Extend the comment thread on humanism and unbelief, picking up right after its final sentence.

-- begin GIVEN PASSAGE --

Good discussion site this, don’t you think?
It is indeed. Certainly has some topics and perspectives that I can “get my teeth into” …

 
 davidjohnmills 
 July 8, 2012 at 6:26 pm
Jim,
You said:
‘For example, I’m reminded of this joke from the book: A man is in desperate financial straits and prays to God to save him by letting him win the lottery. Days go by, then weeks, and the man fails to win a single lottery. Finally, in misery, he cries out to God, “You tell us, ‘Knock and it shall be opened to you. Seek and you shall find.’ I’m going down the tubes here, and I still haven’t won the lottery!” A voice from above answers, “You’ve got to meet me half way, bubbeleh! Buy a ticket!” ‘
One of my favourites is about the guy who says, ‘when I was a kid, I used to ask God to bring me a bicycle. Then I realised it didn’t work that way, so I stole one, and asked him to forgive me.’ :)

 
 Steersman 
 July 7, 2012 at 9:35 pm
Steph,
Humanism without ‘unbelief’ is without ‘unbelief’ because ….
You seem not to notice that I’m somewhat or even largely sympathetic to your argument and that of Joseph’s – specifically, for example, that “the narrow focus on scientific achievement” is decidedly problematic – but fail to notice that my problem is with your use of the term “without unbelief” which I find simply nonsensical or largely redundant and not at all consistent with the descriptions you wish to attach to it.
Haere ra Steph.

 
 Steersman 
 July 7, 2012 at 9:44 pm
Joseph,
I regard the use of the term “humanism” to mean secular humanism or atheism to be one of the greatest tragedies of twentieth century “movementology” ….
You might well be right on that point, particularly as I’m not all that familiar with all of the individuals you cite, and I sympathize with the argument – as I have indicated in my previous posts – that “severing humanism from the religious and the spiritual”, that denying or abandoning “the human quest for meaning”, is shortsighted at best, tantamount to throwing the baby out with the bathwater, and fraught with the danger entailed in the Biblical proverb “where there is no vision the people perish”.

-- end GIVEN PASSAGE --
-- begin DATASET RECORDS --

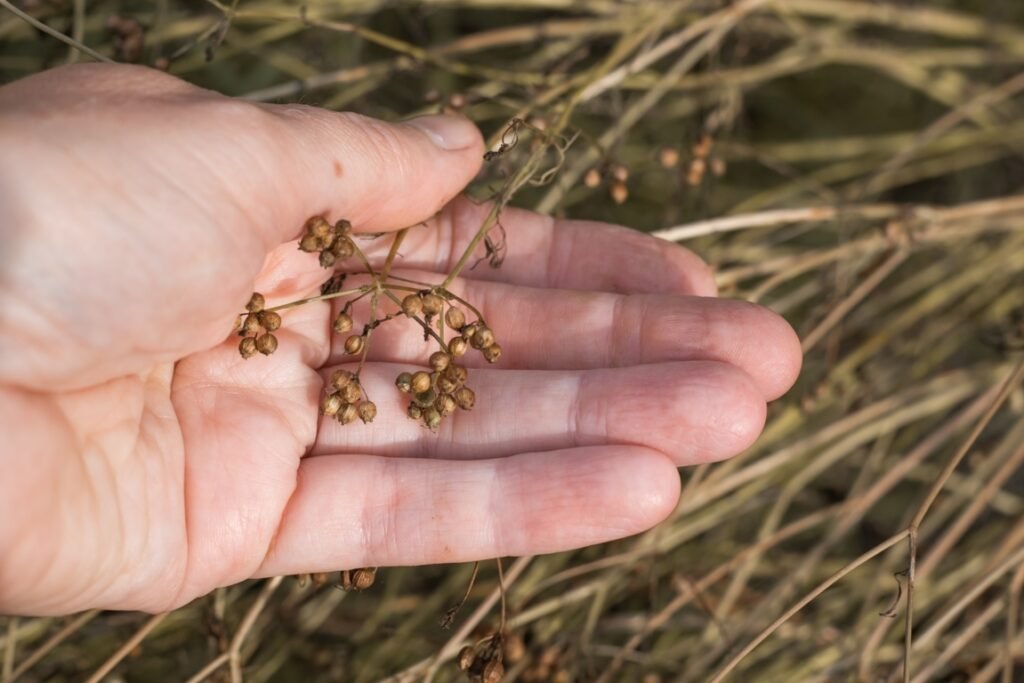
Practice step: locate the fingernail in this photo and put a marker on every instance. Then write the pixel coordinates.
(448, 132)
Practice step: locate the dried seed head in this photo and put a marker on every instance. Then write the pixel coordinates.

-- end DATASET RECORDS --
-- begin DATASET RECORDS --

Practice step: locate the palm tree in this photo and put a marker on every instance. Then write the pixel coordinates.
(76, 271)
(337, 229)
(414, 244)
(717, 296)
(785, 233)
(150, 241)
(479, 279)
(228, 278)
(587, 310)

-- end DATASET RECORDS --

## EXERCISE RESULT
Although “secular humanism is destined to die a death brought on by its own self-deception …” might be a little premature as I expect that it is capable of doing, and has done, some evolving itself to forestall that eventuality. But I do agree that there is more than a small amount of “self-deception” in those “movements”; it is somewhat curious and quite amusing the degree to which many make a cause célèbre of their atheism and secular humanism and skepticism yet fail to see that the same sense of purpose and meaning they derive from them are virtually the same as those provided by more traditional religious perspectives and values – I expect they would be at serious loss if religious fundamentalism was to disappear overnight.
At least it would be amusing if it weren’t quite so depressing in suggesting that we’re all working at cross-purposes – “we have seen the enemy and he is us”, that we’re still “riding madly off in all directions”. As the anthropologist John Hartung rather cogently put it:
Without an analogue to heaven, eco-morality [and atheism and secular humanism and “politicized skepticism”] will suffer the same fate as communism. Ways and means are not the issue. The question remains, ways and means to what?

 
 steph 
 July 7, 2012 at 10:10 pm
Without ‘unbelief’. That is without the ‘secular’ and the ‘atheist’ etc Steersman.

 
 Steersman 
 July 7, 2012 at 11:15 pm
Steph,
Without ‘unbelief’. That is without the ‘secular’ and the ‘atheist’ etc Steersman.
As in, “humanism without the unbelief of secularism and atheism”? If that’s the case then you could have pointed that out a little earlier, particularly since, as you noted, I’m no mind reader. Although I would say that you’re not any better at that skill than I am or you would have known that that was what I was getting at.
However, I still think the bare term is still decidedly ambiguous and that it muddies the water more than it clarifies it; it might be useful as jargon for the cognoscenti, but decidedly a hindrance if you’re trying to find adherents among the hoi polloi.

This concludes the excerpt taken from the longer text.